Stated exercise:
Please set out every line of the listing below as a numbered list, leaving out any blank lines.

Working data:

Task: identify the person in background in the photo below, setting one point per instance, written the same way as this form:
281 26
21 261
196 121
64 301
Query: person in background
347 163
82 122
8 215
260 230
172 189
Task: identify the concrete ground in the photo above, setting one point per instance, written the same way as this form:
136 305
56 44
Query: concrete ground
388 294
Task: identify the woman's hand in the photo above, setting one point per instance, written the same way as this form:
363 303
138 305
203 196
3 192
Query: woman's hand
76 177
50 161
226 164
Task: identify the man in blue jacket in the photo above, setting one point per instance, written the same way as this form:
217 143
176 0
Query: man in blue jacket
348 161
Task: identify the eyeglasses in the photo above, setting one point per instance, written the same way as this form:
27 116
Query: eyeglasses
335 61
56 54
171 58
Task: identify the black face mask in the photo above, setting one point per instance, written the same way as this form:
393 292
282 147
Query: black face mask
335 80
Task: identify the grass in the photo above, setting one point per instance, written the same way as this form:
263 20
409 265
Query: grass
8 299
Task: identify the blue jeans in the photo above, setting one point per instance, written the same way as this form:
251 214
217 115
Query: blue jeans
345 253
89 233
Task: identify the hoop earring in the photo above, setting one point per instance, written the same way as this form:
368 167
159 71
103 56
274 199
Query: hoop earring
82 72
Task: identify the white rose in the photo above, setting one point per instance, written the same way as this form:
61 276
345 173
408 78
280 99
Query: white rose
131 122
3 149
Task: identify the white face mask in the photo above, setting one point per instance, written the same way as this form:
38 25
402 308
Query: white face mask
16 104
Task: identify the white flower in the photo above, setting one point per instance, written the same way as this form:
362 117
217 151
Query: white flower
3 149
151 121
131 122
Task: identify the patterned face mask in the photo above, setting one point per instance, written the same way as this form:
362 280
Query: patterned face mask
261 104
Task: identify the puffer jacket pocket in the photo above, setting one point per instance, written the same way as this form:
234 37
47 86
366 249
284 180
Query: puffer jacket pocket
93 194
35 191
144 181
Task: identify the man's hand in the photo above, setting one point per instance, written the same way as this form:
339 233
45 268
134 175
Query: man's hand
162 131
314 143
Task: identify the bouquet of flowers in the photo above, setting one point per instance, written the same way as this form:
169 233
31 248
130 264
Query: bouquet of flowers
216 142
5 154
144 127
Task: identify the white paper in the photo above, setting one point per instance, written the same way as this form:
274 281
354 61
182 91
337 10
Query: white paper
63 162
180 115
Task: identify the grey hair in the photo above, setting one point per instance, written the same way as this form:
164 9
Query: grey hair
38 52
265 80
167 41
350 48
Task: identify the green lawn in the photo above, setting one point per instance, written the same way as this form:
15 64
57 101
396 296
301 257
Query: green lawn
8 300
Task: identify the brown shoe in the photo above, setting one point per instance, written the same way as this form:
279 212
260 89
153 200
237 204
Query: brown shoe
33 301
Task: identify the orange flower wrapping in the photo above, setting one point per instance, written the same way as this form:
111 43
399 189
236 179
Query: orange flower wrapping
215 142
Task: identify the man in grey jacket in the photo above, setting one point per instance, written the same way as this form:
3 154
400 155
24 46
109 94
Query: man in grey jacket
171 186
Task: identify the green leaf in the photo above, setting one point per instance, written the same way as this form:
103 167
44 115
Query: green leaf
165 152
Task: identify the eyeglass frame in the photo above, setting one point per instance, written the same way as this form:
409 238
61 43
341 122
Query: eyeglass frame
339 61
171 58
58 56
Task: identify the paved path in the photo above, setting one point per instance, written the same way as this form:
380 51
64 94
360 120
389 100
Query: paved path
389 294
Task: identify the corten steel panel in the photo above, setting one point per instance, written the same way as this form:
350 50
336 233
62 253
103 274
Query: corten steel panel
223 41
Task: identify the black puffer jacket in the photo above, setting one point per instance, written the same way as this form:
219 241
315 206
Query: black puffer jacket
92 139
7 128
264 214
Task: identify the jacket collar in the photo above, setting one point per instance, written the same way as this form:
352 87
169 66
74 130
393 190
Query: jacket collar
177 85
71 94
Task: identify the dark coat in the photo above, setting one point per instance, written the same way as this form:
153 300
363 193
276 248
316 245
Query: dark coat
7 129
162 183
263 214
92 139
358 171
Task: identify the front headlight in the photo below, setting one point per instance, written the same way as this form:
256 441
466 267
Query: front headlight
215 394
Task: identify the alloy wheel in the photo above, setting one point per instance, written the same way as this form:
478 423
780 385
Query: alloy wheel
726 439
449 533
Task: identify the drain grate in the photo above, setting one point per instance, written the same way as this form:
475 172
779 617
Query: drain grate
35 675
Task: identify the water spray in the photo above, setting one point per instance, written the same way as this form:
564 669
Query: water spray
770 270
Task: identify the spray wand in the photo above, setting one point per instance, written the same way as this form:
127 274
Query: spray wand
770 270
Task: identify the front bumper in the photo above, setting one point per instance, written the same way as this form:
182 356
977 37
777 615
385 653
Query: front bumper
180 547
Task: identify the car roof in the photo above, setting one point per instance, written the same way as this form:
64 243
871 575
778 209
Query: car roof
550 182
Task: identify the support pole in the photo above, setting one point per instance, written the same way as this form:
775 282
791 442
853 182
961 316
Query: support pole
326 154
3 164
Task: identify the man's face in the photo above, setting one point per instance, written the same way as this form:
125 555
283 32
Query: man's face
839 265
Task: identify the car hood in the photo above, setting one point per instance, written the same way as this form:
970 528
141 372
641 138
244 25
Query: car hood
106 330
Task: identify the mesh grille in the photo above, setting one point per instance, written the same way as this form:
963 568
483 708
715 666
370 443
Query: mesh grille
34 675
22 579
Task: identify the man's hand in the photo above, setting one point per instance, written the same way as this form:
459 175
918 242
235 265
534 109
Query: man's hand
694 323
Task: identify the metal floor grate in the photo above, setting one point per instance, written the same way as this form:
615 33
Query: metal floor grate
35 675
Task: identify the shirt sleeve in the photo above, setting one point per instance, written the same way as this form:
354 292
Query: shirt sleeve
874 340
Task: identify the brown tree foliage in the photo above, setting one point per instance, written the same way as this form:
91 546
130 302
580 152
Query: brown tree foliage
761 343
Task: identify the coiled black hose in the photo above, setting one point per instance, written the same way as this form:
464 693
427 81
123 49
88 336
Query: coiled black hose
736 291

Result below:
1. Task: identify the person in background in the photo below, setting one point per instance, written the same way as this form:
2. 281 26
3. 21 261
4. 196 121
5. 64 301
6. Query: person in background
7. 347 163
8. 82 122
9. 8 215
10. 260 230
11. 172 189
12. Task: identify the concrete ground in the photo above, setting one point per instance, written the same way as this form:
13. 136 305
14. 56 44
15. Query: concrete ground
16. 388 294
17. Task: identify the woman's hand in the photo above, setting one point per instance, written the same way as this form:
18. 363 303
19. 138 305
20. 203 196
21. 3 192
22. Query: woman's hand
23. 76 177
24. 50 161
25. 226 164
26. Task: identify the man in blue jacket in the photo above, setting one point per instance, written the same way as this form:
27. 217 143
28. 176 0
29. Query: man in blue jacket
30. 348 161
31. Task: identify the eyeglasses in the photo above, setting one point per instance, written the same way as this form:
32. 27 116
33. Query: eyeglasses
34. 335 61
35. 56 54
36. 171 58
37. Task: identify the black face mask in the photo above, setting one point per instance, written the same way as this form:
38. 393 292
39. 282 147
40. Query: black face mask
41. 335 80
42. Task: identify the grass in the photo above, setting one point per instance, written the same way as this form:
43. 263 20
44. 409 265
45. Query: grass
46. 8 299
47. Task: identify the blue jeans in the photo above, setting one point per instance, written the same way as this form:
48. 251 214
49. 217 115
50. Query: blue jeans
51. 345 253
52. 89 233
53. Task: identify the hoop earring in the photo above, setting one point per instance, written the same way as this form:
54. 368 167
55. 159 71
56. 103 56
57. 274 199
58. Query: hoop earring
59. 82 72
60. Task: identify the white rose in the photo above, setting one point per instance, written the same way as this form:
61. 61 276
62. 345 173
63. 408 78
64. 280 99
65. Query: white rose
66. 131 122
67. 3 149
68. Task: identify the white face mask in the photo above, setting one point per instance, written the same way as this form:
69. 38 25
70. 402 308
71. Query: white face mask
72. 16 104
73. Task: identify the white flower in the photo above, setting one point per instance, written the same way as this form:
74. 362 117
75. 217 151
76. Query: white flower
77. 3 149
78. 151 121
79. 131 122
80. Task: identify the patterned face mask in the photo above, setting one point per instance, written the same way as this form:
81. 362 280
82. Query: patterned face mask
83. 261 104
84. Task: identify the puffer jacket pocket in the photo above, setting one point per instance, written the same way as this form:
85. 234 37
86. 47 86
87. 366 249
88. 284 180
89. Query: puffer jacket pocket
90. 93 194
91. 35 191
92. 144 181
93. Task: identify the man's hand in the photo above, setting one point per instance, written the same way as this form:
94. 339 233
95. 45 268
96. 134 175
97. Query: man's hand
98. 162 131
99. 314 143
100. Task: identify the bouquet of flowers in the photo above, setting one point per instance, written the same way as this form:
101. 169 233
102. 31 248
103. 130 264
104. Query: bouquet of flowers
105. 216 142
106. 5 154
107. 144 127
108. Task: identify the white paper in the photo above, setting one point per instance, written the same way as this form:
109. 274 281
110. 354 61
111. 182 91
112. 337 10
113. Query: white paper
114. 63 162
115. 180 115
116. Task: identify the grey hair in the photo above, setting one point per instance, written the same way as this form:
117. 164 9
118. Query: grey hair
119. 38 52
120. 265 80
121. 167 41
122. 350 48
123. Task: identify the green lawn in the photo above, setting one point per instance, written the same way as this form:
124. 15 64
125. 57 101
126. 396 296
127. 301 257
128. Query: green lawn
129. 8 300
130. Task: identify the brown shoe in the photo above, setting one point per instance, written the same way as this form:
131. 279 212
132. 260 89
133. 153 200
134. 237 204
135. Query: brown shoe
136. 33 301
137. Task: identify the orange flower wrapping in the photo above, setting one point per instance, written the same way as this form:
138. 111 43
139. 399 189
140. 236 179
141. Query: orange flower wrapping
142. 215 142
143. Task: identify the man in grey jacket in the photo above, setting one point per instance, written the same way as this form:
144. 3 154
145. 400 155
146. 24 46
147. 109 94
148. Query: man in grey jacket
149. 171 186
150. Task: identify the green leaf in the photo above, setting one point per instance, written the same way as this form:
151. 103 167
152. 44 115
153. Query: green leaf
154. 165 152
155. Task: identify the eyeglass frame in the photo above, setting one point per instance, written the same way as this form:
156. 409 238
157. 61 43
158. 341 122
159. Query: eyeglass frame
160. 339 61
161. 171 58
162. 58 56
163. Task: identify the paved path in the photo above, setting one point per instance, written the same way as this form:
164. 380 51
165. 64 94
166. 360 120
167. 389 100
168. Query: paved path
169. 389 294
170. Task: identify the corten steel panel in the photo above, setting one point per instance, written the same way as this form:
171. 350 50
172. 336 233
173. 62 253
174. 103 274
175. Query: corten steel panel
176. 223 41
177. Task: identify the black puffer jacket in the photo above, setting one point per instance, written the same way as this form:
178. 219 241
179. 315 206
180. Query: black puffer jacket
181. 92 139
182. 7 128
183. 264 214
184. Task: identify the jacket collar in the photo above, setting one point per instance, written the same way as this form:
185. 352 87
186. 169 66
187. 74 130
188. 393 190
189. Query: jacket collar
190. 177 85
191. 71 94
192. Task: identify the dark coat in the photo above, setting one point per instance, written the same way as this form:
193. 153 300
194. 363 193
195. 276 248
196. 316 245
197. Query: dark coat
198. 7 129
199. 162 183
200. 263 214
201. 92 139
202. 358 171
203. Task: identify the front headlight in the photo below, setting one point per instance, written the same way as this form:
204. 256 441
205. 466 267
206. Query: front headlight
207. 215 394
208. Task: identify the alloy wheel in the photo above, setting one point per instance, written the same way as this form:
209. 478 423
210. 780 385
211. Query: alloy wheel
212. 726 439
213. 449 533
214. Task: identify the drain grate in the photo above, setting one point per instance, written the same way as this form:
215. 475 172
216. 779 617
217. Query: drain grate
218. 35 675
219. Task: identify the water spray in the photo above, setting one point per instance, written the same way as this form:
220. 564 669
221. Query: water spray
222. 770 270
223. Task: identify the spray wand in the photo above, setting one point per instance, written the same way as this form:
224. 127 274
225. Query: spray wand
226. 770 270
227. Task: identify the front bumper in the photo above, setting one point per instance, written the same way as this form:
228. 182 356
229. 977 37
230. 777 615
231. 385 653
232. Query: front bumper
233. 180 547
234. Task: identify the car roof in the photo above, setting one point per instance, written the same way as this form:
235. 64 243
236. 871 575
237. 778 209
238. Query: car roof
239. 550 182
240. Task: identify the support pole in the photo above, setting one point per instance, written the same way as this form:
241. 775 282
242. 791 442
243. 853 182
244. 961 316
245. Query: support pole
246. 326 154
247. 3 164
248. Task: identify the man's face in the photo above, setting one point per instance, written the same way as this form:
249. 125 555
250. 283 32
251. Query: man's face
252. 839 265
253. Task: identify the car hood in the photo above, setting one point per instance, written the same way as this form:
254. 970 528
255. 141 372
256. 641 138
257. 244 25
258. Query: car hood
259. 106 330
260. Task: identify the mesh grille in the photo above, setting one point per instance, written the same way as this form:
261. 963 568
262. 483 708
263. 715 666
264. 370 443
265. Query: mesh grille
266. 34 675
267. 22 579
268. Task: identify the man's hand in the photo above, setting one point per instance, written the same way as this form:
269. 459 175
270. 918 242
271. 235 265
272. 534 109
273. Query: man's hand
274. 694 323
275. Task: identify the metal floor grate in the photo above, setting one point per instance, written the same way as this form:
276. 615 33
277. Query: metal floor grate
278. 35 675
279. Task: identify the shirt sleeve in the photo above, setting one point per instance, written the same way as this form:
280. 354 292
281. Query: shirt sleeve
282. 874 340
283. Task: identify the brown tree foliage in the photo above, setting one point per instance, written the same way as this form:
284. 91 546
285. 130 302
286. 580 152
287. Query: brown tree foliage
288. 761 343
289. Task: identify the coiled black hose in the photo above, setting one point per instance, written the same way as this form:
290. 464 693
291. 427 81
292. 123 49
293. 88 336
294. Query: coiled black hose
295. 736 291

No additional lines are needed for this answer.